Records contained in a dataset
== == ==

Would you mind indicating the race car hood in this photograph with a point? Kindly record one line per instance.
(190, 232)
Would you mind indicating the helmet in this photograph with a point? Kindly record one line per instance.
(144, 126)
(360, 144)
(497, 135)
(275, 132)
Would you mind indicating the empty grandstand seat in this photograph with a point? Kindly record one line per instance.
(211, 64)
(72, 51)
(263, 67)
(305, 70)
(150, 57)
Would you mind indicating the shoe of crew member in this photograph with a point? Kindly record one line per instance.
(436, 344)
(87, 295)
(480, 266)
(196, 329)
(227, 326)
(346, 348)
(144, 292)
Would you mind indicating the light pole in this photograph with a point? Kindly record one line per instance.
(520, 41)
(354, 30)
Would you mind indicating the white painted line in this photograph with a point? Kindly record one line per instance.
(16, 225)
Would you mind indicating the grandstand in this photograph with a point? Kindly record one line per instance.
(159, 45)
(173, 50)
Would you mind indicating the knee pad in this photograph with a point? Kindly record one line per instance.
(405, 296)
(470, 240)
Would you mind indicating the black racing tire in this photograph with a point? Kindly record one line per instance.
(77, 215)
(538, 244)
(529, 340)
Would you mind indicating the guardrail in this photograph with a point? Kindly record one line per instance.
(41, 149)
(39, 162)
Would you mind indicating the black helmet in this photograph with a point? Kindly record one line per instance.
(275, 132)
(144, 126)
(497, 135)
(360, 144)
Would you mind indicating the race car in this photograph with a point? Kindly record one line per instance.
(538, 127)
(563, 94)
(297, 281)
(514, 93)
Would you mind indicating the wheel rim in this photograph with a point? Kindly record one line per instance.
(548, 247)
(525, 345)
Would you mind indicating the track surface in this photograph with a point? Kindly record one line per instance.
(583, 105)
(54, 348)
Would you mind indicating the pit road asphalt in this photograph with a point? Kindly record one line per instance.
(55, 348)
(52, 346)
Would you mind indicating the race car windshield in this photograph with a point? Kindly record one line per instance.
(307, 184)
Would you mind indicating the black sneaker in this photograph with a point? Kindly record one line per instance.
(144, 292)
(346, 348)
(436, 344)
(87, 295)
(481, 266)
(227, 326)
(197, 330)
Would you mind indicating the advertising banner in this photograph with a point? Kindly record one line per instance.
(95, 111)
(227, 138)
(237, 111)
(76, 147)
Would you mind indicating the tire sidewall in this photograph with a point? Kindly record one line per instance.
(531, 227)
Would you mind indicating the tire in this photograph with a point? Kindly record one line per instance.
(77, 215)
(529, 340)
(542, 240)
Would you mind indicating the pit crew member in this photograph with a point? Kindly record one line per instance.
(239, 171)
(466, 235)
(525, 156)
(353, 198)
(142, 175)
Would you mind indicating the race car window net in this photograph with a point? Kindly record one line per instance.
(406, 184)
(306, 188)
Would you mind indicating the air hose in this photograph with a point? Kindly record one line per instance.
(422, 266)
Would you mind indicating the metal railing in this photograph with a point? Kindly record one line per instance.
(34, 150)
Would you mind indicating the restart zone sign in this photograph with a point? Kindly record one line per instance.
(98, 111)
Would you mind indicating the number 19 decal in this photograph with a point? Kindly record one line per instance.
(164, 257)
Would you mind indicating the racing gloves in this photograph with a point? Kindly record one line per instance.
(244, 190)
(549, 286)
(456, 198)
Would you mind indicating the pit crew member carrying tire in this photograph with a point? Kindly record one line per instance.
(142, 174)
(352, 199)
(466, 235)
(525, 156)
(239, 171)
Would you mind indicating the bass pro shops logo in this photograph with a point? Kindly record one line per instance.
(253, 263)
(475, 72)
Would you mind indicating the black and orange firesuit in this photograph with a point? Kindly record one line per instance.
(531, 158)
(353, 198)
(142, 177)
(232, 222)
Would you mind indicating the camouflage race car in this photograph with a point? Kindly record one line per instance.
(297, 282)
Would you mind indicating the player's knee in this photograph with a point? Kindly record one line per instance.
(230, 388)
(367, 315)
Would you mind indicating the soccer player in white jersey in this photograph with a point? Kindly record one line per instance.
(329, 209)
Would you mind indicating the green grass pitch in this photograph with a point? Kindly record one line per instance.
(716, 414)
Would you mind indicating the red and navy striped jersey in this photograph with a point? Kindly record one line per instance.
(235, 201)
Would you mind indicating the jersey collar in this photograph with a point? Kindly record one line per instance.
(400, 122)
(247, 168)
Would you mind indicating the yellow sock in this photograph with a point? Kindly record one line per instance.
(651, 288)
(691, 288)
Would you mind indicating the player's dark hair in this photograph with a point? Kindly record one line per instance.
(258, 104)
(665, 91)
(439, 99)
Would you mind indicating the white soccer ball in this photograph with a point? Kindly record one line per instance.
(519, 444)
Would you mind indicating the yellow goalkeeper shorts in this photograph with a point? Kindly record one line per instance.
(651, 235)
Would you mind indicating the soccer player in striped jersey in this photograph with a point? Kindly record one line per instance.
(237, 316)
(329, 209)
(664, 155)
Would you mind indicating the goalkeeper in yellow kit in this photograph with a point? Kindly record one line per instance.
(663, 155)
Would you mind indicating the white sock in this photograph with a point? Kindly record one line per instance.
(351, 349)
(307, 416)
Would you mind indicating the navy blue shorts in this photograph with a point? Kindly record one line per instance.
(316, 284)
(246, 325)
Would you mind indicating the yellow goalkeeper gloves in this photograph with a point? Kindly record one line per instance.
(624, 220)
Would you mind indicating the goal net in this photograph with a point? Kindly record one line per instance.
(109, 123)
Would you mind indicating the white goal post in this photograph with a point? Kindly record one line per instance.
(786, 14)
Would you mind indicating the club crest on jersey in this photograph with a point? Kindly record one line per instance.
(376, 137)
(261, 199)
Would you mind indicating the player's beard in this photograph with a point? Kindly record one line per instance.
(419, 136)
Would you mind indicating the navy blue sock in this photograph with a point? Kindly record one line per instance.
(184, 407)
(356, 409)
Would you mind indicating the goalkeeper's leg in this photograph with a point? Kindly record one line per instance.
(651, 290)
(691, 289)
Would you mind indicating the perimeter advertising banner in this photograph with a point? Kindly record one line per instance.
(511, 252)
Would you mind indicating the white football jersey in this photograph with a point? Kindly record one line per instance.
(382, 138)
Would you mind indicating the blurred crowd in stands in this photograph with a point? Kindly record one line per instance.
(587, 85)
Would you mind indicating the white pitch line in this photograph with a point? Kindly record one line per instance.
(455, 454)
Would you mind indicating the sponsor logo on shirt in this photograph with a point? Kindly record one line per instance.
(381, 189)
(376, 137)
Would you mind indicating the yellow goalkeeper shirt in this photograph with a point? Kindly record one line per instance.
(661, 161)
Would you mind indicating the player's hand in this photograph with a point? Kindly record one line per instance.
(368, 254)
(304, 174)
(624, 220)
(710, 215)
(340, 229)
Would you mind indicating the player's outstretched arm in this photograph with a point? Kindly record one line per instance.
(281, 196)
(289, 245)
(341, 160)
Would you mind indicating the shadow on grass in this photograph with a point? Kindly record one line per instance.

== == ==

▸ **WHAT IS REQUIRED**:
The records above are to be transcribed exactly, with nothing left out.

▸ **TASK RESPONSE**:
Would you mind indicating the race car hood in this photograph with a point? Kindly record one line per instance.
(190, 232)
Would you mind indicating the helmet in this photograph with a point? Kindly record one line per instance.
(144, 126)
(360, 144)
(497, 135)
(275, 132)
Would you mind indicating the empty grandstand seat in this photograph with a point? Kindly record one line per instance.
(211, 64)
(72, 51)
(263, 67)
(305, 70)
(150, 57)
Would you mind indicating the shoe of crew member in this photograph with a point? Kindly record one line per instance.
(436, 344)
(87, 295)
(480, 266)
(196, 329)
(227, 326)
(346, 348)
(144, 292)
Would you mind indicating the light pole in this photograph with a point? Kindly record one line per instance.
(520, 41)
(354, 30)
Would you mind indicating the white painted line in this photograph with a point? Kindly record one line per instance.
(16, 225)
Would you mind indicating the grandstand in this photograph with a point? Kindly record one line per instance.
(159, 45)
(173, 50)
Would you mind indicating the knee pad in this photograph with a point? Kindly record one line per instance.
(405, 296)
(470, 240)
Would you mind indicating the black racing tire in this photograph with a point? Kindly record one line per instance.
(77, 215)
(538, 244)
(529, 340)
Would you mind indicating the guardrail in this photograph with a point? Kindly record one line per instance.
(41, 149)
(39, 162)
Would you mind indicating the black helmet in this photograph with a point? Kindly record one line per instance.
(275, 132)
(144, 126)
(497, 135)
(360, 144)
Would you mind indicating the race car in this photograph with a point? Kindly record one line per instance.
(538, 127)
(563, 94)
(297, 281)
(514, 93)
Would you mind indicating the wheel rim in this photograph with a point? Kindly record one line per instance.
(548, 247)
(525, 345)
Would you mind indicating the track surface in this photograph with a point? Kindly record one line per instance.
(583, 105)
(54, 348)
Would you mind indicating the pit road asphalt in this photograph with a point? Kindly record one line per instance.
(55, 348)
(52, 346)
Would you mind indicating the race car windshield in this photograph with a point? Kindly record one line per instance.
(307, 184)
Would you mind indicating the black sneaker in this photograph with a point? Kindly record one line per instance.
(144, 292)
(346, 348)
(436, 344)
(87, 295)
(481, 266)
(227, 326)
(197, 330)
Would you mind indicating the advertising banner in this photograph with a point? Kindly record one line per instance.
(95, 111)
(227, 138)
(237, 111)
(76, 147)
Would you mind indicating the tire sidewall in this photograph with a point? Kindly record one line per instance.
(531, 227)
Would you mind indicating the tire in this photograph with a point? Kindly record one line per instance.
(77, 215)
(529, 340)
(542, 240)
Would you mind indicating the pit crew member in this photograph with a point? Kindly record one line per instance.
(239, 171)
(466, 235)
(525, 156)
(353, 198)
(142, 175)
Would you mind indicating the race car window net in this photograph with a point? Kindly record one line per instance.
(406, 184)
(306, 188)
Would you mind indicating the air hose in this photograph with a point? Kindly record one line per instance.
(422, 266)
Would you mind indicating the metal railing in this photograph with a point? Kindly record one line per instance.
(34, 150)
Would you mind indicating the restart zone sign in this photograph with a point? Kindly record one line per instance.
(98, 111)
Would you mind indicating the number 19 decal in this photograph with a point? Kindly record one line per instance.
(164, 257)
Would you mind indicating the racing gloves in this photograph with a point? Kindly record one line per instance.
(244, 190)
(549, 286)
(456, 198)
Would you mind indicating the pit crew member carrying tire in this photograph with a point? Kindly record one line per instance.
(142, 174)
(352, 199)
(466, 235)
(525, 156)
(239, 171)
Would you mind indicating the bass pro shops logo in this photograph with a point? Kindly record one line per instance.
(253, 263)
(475, 72)
Would you mind indicating the black and orange firesuit in this photograph with a point? Kindly record one line per instance.
(531, 158)
(353, 198)
(142, 177)
(232, 222)
Would you mind indicating the camouflage race car in this photograph with a point? Kindly record one line per instance.
(297, 282)
Would you mind indicating the player's knee in this photograph with a point? Kindly record one line per instance.
(230, 388)
(367, 315)
Would you mind indicating the soccer player in white jersey in this photograph with a point? Kindly record one line per instance.
(329, 209)
Would you mind indicating the green grass pitch in this photograph with a point? Kindly record one line per instance.
(716, 414)
Would you mind indicating the red and navy striped jersey in this photograph with a point? Kindly record one line per instance.
(235, 201)
Would you mind indicating the jersey collar in this photograph with a point? Kindly record one line per instance.
(400, 122)
(247, 168)
Would you mind indicating the yellow sock in this photograph with a point? Kindly record one line per instance.
(651, 288)
(691, 288)
Would you mind indicating the player's dark hair in this photograph with a point? Kindly record one line per instance.
(258, 104)
(665, 91)
(439, 99)
Would you mind indicating the white soccer ball in this photograph with a point? Kindly record one line per instance.
(519, 444)
Would you mind indicating the yellow goalkeeper shorts in this photograph with a point? Kindly record one line per instance.
(651, 235)
Would you mind indicating the soccer player in striped jersey in this photograph with a point? Kindly record one line per instance.
(237, 316)
(329, 209)
(664, 155)
Would you mind indicating the goalkeeper in yellow kit in this photograph with a point? Kindly record one line per instance.
(663, 155)
Would you mind indicating the white sock in this photograph with a point? Kindly record one line per instance.
(351, 349)
(307, 416)
Would you mind indicating the navy blue shorts in this photograph with a point? Kindly record one line per instance.
(316, 284)
(246, 325)
Would you mind indicating the yellow goalkeeper gloves in this photograph with a point? Kindly record one line per instance.
(624, 220)
Would you mind indicating the goal net in this photograph with a point? Kindly record one line per instance.
(109, 123)
Would you mind indicating the white goal post in this photograph with a point? Kindly record one line per instance.
(786, 14)
Would you mind indicating the club crest on jersey in this photograph with a point? Kindly record one line per instance.
(376, 137)
(261, 199)
Would you mind indicating the player's beard in this photograph with a point? Kindly record one line per instance.
(419, 136)
Would you mind indicating the navy blue sock in this photograph with a point? Kindly record one line per instance.
(184, 407)
(356, 409)
Would you mind indicating the goalkeeper's leg in this photograph with a point? Kindly record one line per instance.
(651, 290)
(691, 289)
Would you mind indicating the perimeter advertising banner in this photograph with a point? Kindly record one line per instance.
(511, 252)
Would you mind indicating the white football jersey in this photograph with a point? Kindly record one line per instance.
(382, 138)
Would you mind indicating the blurred crowd in stands in this photograph with a point? Kindly record one line per instance.
(587, 85)
Would you mind indicating the white pitch line in this photograph with a point? Kindly record one line per instance.
(455, 454)
Would you mind indicating the sponsor logo on shirt in this photograph with a point? Kindly record one line per instance.
(381, 189)
(376, 137)
Would you mind indicating the yellow goalkeeper shirt in this photograph with a point? Kindly record one line per instance.
(661, 161)
Would you mind indicating the player's hand in this photograph with a point? Kindly record one line per instance.
(368, 254)
(304, 174)
(624, 220)
(710, 215)
(340, 229)
Would you mind indicating the player's outstretched arm in this photograph with a point? Kindly record one line per instance.
(281, 196)
(289, 245)
(341, 160)
Would you mind indicating the shadow on grass in this photograph with a point? Kindly record one line per instance.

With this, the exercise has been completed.